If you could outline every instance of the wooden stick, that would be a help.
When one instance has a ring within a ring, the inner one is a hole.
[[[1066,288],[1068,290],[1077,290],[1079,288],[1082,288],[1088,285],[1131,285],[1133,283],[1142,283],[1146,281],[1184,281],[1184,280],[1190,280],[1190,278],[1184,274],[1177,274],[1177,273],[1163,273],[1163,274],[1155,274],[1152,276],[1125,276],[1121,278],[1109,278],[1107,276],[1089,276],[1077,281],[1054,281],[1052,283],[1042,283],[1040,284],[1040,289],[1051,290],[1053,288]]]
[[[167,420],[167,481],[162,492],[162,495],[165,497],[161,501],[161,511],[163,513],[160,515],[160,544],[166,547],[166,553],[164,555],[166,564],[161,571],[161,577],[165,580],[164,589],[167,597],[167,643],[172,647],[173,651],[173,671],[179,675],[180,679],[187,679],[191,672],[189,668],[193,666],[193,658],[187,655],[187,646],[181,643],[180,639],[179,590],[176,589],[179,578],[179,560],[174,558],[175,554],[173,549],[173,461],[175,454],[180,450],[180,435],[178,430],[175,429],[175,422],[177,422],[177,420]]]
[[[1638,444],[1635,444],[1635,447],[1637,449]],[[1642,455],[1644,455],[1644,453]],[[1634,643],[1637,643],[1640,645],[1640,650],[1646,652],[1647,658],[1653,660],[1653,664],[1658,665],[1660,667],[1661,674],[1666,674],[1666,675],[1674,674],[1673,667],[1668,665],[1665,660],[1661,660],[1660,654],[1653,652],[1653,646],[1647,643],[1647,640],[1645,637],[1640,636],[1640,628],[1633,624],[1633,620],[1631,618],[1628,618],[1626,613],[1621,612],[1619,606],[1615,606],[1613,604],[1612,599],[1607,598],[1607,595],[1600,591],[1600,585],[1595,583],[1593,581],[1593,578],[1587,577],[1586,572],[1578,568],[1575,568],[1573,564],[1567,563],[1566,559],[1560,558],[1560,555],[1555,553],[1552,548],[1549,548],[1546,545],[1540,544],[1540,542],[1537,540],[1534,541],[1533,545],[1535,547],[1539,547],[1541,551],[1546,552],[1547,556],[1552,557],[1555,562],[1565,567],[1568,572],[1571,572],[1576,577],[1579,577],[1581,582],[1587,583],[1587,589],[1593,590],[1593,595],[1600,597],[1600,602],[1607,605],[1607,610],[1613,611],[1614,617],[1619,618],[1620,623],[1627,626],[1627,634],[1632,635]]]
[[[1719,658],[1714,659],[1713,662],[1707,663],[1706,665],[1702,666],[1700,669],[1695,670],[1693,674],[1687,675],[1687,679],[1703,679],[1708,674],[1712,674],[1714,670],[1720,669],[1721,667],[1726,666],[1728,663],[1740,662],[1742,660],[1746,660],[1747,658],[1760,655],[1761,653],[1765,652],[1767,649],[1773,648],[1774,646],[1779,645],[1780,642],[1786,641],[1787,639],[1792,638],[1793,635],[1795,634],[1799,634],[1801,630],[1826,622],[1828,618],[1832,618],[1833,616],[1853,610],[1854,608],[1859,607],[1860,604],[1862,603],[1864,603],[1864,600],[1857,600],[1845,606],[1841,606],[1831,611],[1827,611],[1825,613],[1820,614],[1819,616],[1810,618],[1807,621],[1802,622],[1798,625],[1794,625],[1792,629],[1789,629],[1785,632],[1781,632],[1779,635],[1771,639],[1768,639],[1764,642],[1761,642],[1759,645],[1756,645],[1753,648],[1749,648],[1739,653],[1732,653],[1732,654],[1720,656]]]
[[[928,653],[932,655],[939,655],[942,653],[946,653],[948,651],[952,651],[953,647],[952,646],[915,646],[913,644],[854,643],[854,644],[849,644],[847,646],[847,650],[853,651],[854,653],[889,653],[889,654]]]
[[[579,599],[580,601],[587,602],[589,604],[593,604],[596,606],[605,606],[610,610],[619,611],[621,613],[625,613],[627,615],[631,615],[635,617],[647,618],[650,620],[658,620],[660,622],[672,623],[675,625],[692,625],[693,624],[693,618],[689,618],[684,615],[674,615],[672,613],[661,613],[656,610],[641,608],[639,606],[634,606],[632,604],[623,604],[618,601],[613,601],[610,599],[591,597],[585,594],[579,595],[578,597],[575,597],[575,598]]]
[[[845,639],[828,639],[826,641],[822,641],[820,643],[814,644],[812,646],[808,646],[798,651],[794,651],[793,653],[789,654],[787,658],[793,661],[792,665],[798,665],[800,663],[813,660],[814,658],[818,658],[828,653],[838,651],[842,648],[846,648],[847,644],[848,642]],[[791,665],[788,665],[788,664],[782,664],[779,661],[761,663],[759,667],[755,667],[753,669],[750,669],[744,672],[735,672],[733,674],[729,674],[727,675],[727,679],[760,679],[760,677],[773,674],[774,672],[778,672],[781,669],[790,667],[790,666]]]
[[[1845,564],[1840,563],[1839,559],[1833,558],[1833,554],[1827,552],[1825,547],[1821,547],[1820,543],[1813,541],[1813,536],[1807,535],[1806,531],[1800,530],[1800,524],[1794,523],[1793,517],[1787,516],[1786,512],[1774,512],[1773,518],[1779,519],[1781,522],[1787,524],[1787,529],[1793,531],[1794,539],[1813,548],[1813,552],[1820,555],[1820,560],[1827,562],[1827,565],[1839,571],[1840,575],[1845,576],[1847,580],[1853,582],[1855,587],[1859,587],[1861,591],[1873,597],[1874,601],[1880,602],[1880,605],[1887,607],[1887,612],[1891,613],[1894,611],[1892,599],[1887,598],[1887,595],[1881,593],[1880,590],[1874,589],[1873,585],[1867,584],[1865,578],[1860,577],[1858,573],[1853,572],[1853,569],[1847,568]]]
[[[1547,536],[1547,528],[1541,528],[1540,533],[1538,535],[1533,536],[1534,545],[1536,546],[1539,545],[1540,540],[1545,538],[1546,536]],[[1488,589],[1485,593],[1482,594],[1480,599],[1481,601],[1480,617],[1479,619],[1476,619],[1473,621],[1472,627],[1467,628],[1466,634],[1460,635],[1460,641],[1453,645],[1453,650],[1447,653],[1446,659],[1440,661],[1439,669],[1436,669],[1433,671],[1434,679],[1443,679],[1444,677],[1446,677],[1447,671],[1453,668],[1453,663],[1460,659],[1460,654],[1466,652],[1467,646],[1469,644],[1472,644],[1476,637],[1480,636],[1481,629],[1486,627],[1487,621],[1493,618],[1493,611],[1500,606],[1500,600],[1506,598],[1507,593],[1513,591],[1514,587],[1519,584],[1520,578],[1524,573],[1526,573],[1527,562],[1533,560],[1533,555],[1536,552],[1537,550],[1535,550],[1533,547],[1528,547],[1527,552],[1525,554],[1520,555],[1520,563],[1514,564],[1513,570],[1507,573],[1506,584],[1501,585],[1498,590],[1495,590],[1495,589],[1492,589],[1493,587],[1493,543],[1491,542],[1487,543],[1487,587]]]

**EXERCISE GOAL:**
The data above needs to be given again exactly, with no line left out.

**SOLUTION TO THE PROBLEM:**
If you could outline every instance of the wooden stick, that would be a help.
When one instance has a ring within a ring, the inner one is a hole.
[[[1066,288],[1068,290],[1077,290],[1079,288],[1082,288],[1088,285],[1131,285],[1133,283],[1142,283],[1146,281],[1184,281],[1184,280],[1190,280],[1190,278],[1184,274],[1177,274],[1177,273],[1163,273],[1163,274],[1155,274],[1152,276],[1125,276],[1121,278],[1109,278],[1107,276],[1089,276],[1077,281],[1054,281],[1052,283],[1042,283],[1040,284],[1040,289],[1051,290],[1053,288]]]
[[[167,420],[167,481],[162,492],[162,495],[165,497],[161,501],[161,511],[163,513],[160,515],[160,544],[166,547],[166,553],[164,555],[166,564],[161,571],[161,577],[165,580],[164,589],[167,597],[167,643],[172,647],[173,651],[173,671],[179,675],[180,679],[187,679],[191,672],[189,668],[193,666],[193,658],[187,655],[187,646],[181,643],[180,639],[179,590],[176,589],[179,578],[179,560],[174,558],[175,554],[173,549],[173,461],[175,454],[180,450],[180,435],[178,430],[175,429],[175,422],[177,422],[177,420]]]
[[[1638,444],[1635,444],[1635,447],[1637,449]],[[1642,455],[1644,455],[1644,453]],[[1634,643],[1637,643],[1640,645],[1640,650],[1646,652],[1647,658],[1653,660],[1653,664],[1658,665],[1660,667],[1661,674],[1666,674],[1666,675],[1674,674],[1673,667],[1668,665],[1665,660],[1661,660],[1660,654],[1653,652],[1653,646],[1647,643],[1647,640],[1645,637],[1640,636],[1640,628],[1633,624],[1633,620],[1631,618],[1628,618],[1626,613],[1621,612],[1619,606],[1615,606],[1613,604],[1612,599],[1607,598],[1607,595],[1600,591],[1600,585],[1595,583],[1593,581],[1593,578],[1587,577],[1586,572],[1578,568],[1575,568],[1573,564],[1567,563],[1566,559],[1560,558],[1560,555],[1555,553],[1552,548],[1549,548],[1546,545],[1540,544],[1540,542],[1537,540],[1534,541],[1533,545],[1535,547],[1539,547],[1541,551],[1546,552],[1547,556],[1552,557],[1555,562],[1565,567],[1568,572],[1571,572],[1576,577],[1579,577],[1581,582],[1587,583],[1587,589],[1593,590],[1593,595],[1600,597],[1600,602],[1607,605],[1607,610],[1613,611],[1614,617],[1619,618],[1620,623],[1627,626],[1627,634],[1632,635]]]
[[[1719,658],[1714,659],[1713,662],[1707,663],[1706,665],[1702,666],[1700,669],[1695,670],[1693,674],[1687,675],[1687,679],[1703,679],[1708,674],[1712,674],[1714,670],[1720,669],[1721,667],[1726,666],[1728,663],[1740,662],[1742,660],[1746,660],[1747,658],[1760,655],[1761,653],[1765,652],[1767,649],[1773,648],[1774,646],[1779,645],[1780,642],[1786,641],[1787,639],[1792,638],[1793,635],[1795,634],[1799,634],[1801,630],[1826,622],[1828,618],[1832,618],[1833,616],[1853,610],[1854,608],[1859,607],[1860,604],[1862,603],[1864,603],[1864,600],[1857,600],[1845,606],[1841,606],[1831,611],[1827,611],[1825,613],[1820,614],[1819,616],[1810,618],[1807,621],[1802,622],[1798,625],[1794,625],[1792,629],[1789,629],[1785,632],[1781,632],[1779,635],[1771,639],[1768,639],[1764,642],[1761,642],[1759,645],[1756,645],[1753,648],[1749,648],[1739,653],[1732,653],[1732,654],[1720,656]]]
[[[928,653],[932,655],[939,655],[942,653],[946,653],[948,651],[952,651],[953,647],[952,646],[915,646],[913,644],[854,643],[854,644],[849,644],[847,646],[847,650],[853,651],[854,653],[889,653],[889,654]]]
[[[579,599],[580,601],[587,602],[589,604],[593,604],[596,606],[605,606],[610,610],[619,611],[621,613],[625,613],[627,615],[631,615],[635,617],[647,618],[650,620],[658,620],[660,622],[672,623],[675,625],[692,625],[693,624],[693,618],[689,618],[684,615],[674,615],[672,613],[661,613],[656,610],[641,608],[639,606],[634,606],[632,604],[623,604],[618,601],[613,601],[610,599],[591,597],[585,594],[579,595],[578,597],[575,597],[575,598]]]
[[[845,639],[828,639],[826,641],[822,641],[820,643],[814,644],[812,646],[808,646],[798,651],[794,651],[793,653],[789,654],[787,658],[793,661],[792,665],[798,665],[800,663],[813,660],[814,658],[818,658],[828,653],[838,651],[842,648],[846,648],[847,644],[848,642]],[[791,665],[788,665],[788,664],[782,664],[779,661],[761,663],[759,667],[755,667],[753,669],[750,669],[744,672],[735,672],[733,674],[729,674],[727,675],[727,679],[760,679],[760,677],[773,674],[774,672],[778,672],[781,669],[790,667],[790,666]]]
[[[1845,564],[1840,563],[1839,559],[1833,558],[1833,554],[1827,552],[1825,547],[1821,547],[1820,543],[1813,541],[1813,536],[1807,535],[1806,531],[1800,530],[1800,524],[1794,523],[1793,517],[1787,516],[1786,512],[1774,512],[1773,518],[1779,519],[1781,522],[1787,524],[1787,529],[1793,531],[1794,539],[1813,548],[1813,552],[1820,555],[1820,560],[1827,562],[1827,565],[1839,571],[1840,575],[1845,576],[1847,580],[1853,582],[1855,587],[1859,587],[1861,591],[1873,597],[1874,601],[1880,602],[1880,605],[1887,607],[1887,612],[1891,613],[1894,611],[1892,599],[1887,598],[1887,595],[1881,593],[1880,590],[1874,589],[1873,585],[1867,584],[1865,578],[1860,577],[1858,573],[1853,572],[1853,569],[1847,568]]]
[[[1547,536],[1547,528],[1541,528],[1540,533],[1538,535],[1533,536],[1534,545],[1536,546],[1539,545],[1540,540],[1545,538],[1546,536]],[[1488,589],[1485,593],[1482,594],[1480,599],[1481,601],[1480,617],[1479,619],[1476,619],[1473,621],[1472,627],[1467,628],[1466,634],[1460,635],[1460,641],[1453,645],[1453,650],[1447,653],[1446,659],[1440,661],[1439,669],[1436,669],[1433,671],[1434,679],[1443,679],[1444,677],[1446,677],[1447,671],[1453,668],[1453,663],[1460,659],[1460,654],[1466,652],[1467,646],[1469,644],[1472,644],[1476,637],[1480,636],[1481,629],[1486,627],[1487,621],[1493,618],[1493,611],[1500,606],[1500,600],[1506,598],[1507,593],[1513,591],[1514,587],[1519,584],[1520,578],[1524,573],[1526,573],[1527,562],[1533,560],[1533,555],[1536,552],[1537,550],[1535,550],[1533,547],[1528,547],[1527,552],[1525,554],[1520,555],[1520,563],[1514,564],[1513,570],[1507,573],[1506,584],[1501,585],[1498,590],[1495,590],[1495,589],[1492,589],[1493,587],[1493,543],[1491,542],[1487,543],[1487,587]]]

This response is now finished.